* Your task *
Continue the commentary on Hart v Hart below from its last sentence, carrying on in the same style.

* Passage to read *

Mena Ruparel comments on Hart v Hart  EWCA 1306 Civ.
This case has received a lot of media attention in the past week and has been heralded as changing the face of financial remedy orders, although this isn’t accepted by many esteemed family silks.
At the date of the judgment the husband was aged 80 and the wife was 59 years old. The parties have two adult children after a long marriage of 19 years supplemented by five years of cohabitation prior to marriage.
When the parties met, the husband was 48 years old and was already wealthy. It is important to note that this was accepted by the wife. By contrast, when they met she was a 27 year old air hostess with no assets save for a Porsche.
The husband had a number of business interests and assets in a trust valued at £5.5 million. The parties total combined capital resources totalled £9.4million, including the trust assets.
The trial judge assessed the wife’s needs at £3.47 million and made an order for her to receive assets totalling £3.56 million. The judge arrived at this figure by assessing her needs and adding maintenance arrears of £92,000. The judge considered this the most principled way to distribute the assets. Any calculation based on the non-matrimonial assets was unreliable.

* Dataset content *

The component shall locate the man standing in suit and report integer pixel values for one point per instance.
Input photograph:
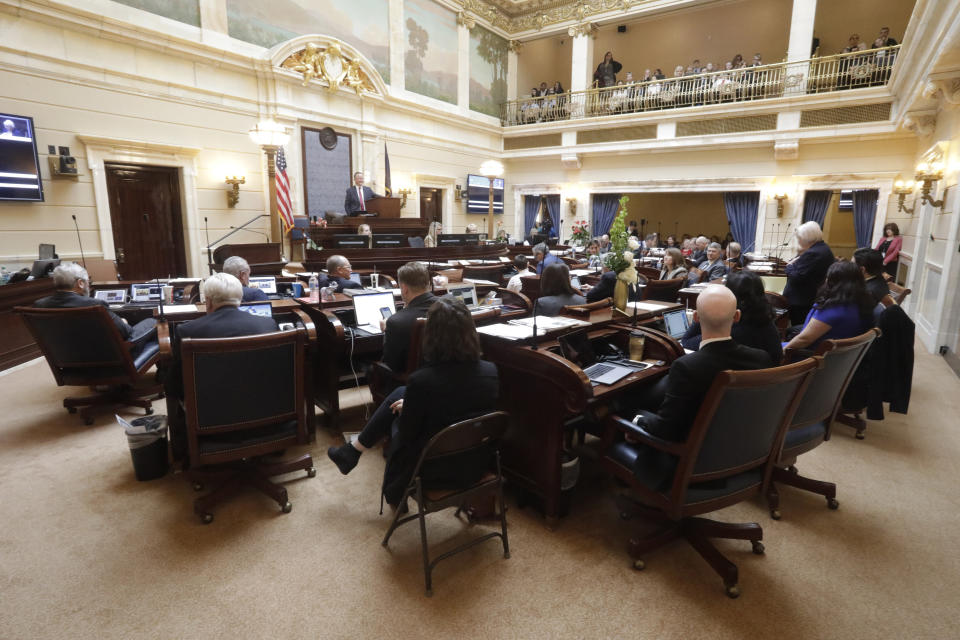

...

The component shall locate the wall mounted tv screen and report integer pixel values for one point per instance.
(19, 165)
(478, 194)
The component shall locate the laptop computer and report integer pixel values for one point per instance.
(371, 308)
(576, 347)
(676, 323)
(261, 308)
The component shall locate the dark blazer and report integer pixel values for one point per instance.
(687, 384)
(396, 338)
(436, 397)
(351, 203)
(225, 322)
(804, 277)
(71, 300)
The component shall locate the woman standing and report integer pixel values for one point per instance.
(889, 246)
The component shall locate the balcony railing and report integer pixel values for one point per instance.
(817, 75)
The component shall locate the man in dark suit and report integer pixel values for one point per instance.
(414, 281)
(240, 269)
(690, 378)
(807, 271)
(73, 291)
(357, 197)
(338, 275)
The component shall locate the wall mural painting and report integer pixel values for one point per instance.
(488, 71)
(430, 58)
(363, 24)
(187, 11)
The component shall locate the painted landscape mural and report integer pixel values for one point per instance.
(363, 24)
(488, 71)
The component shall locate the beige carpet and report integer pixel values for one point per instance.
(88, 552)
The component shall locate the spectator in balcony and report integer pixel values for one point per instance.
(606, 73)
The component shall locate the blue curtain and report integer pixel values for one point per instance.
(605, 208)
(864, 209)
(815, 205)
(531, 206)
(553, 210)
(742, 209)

* Final answer *
The judge had found an equal division of assets would be unfair as this would ignore the wealth that the husband had entered the marriage with. It was evidentially impossible to ascertain the exact wealth of the husband at the date of the relationship as he had failed to submit clear evidence. The judge’s best guess was that he had business interests of £1.5 million when the parties met. The judge estimated that his personal assets were worth £1.18 million at the start of the relationship. It was noted that some of those assets had been intermingled during the relationship.
The wife appealed against the order as she wanted an equal share of the assets (£5.1 million). She submitted that her husband had failed to produce evidence to support his contention that there should be a departure from equality based on premarital wealth. She should not suffer as a result of his failure to do so which had tied the judge’s hands and prevented him from using a formulaic approach.
Her position was that even if a departure from equality was justified the decision to base her award on her needs alone was arbitrary. She should have been awarded one of the higher figures the judge had contemplated but rejected.
The Court of Appeal recognised that the first step was to determine marital wealth. The court can do so as appropriate to the case, a formulaic approach isn’t required to achieve fairness. The trial judge had done this in the best way possible with the available evidence. The judge took the view that it would be unfair for there to be an equal division of assets, particularly as this point wasn’t in contention, the wife agreed that husband was wealthy when they met. A precise calculation of that wealth wasn’t needed in this case to produce a fair approach.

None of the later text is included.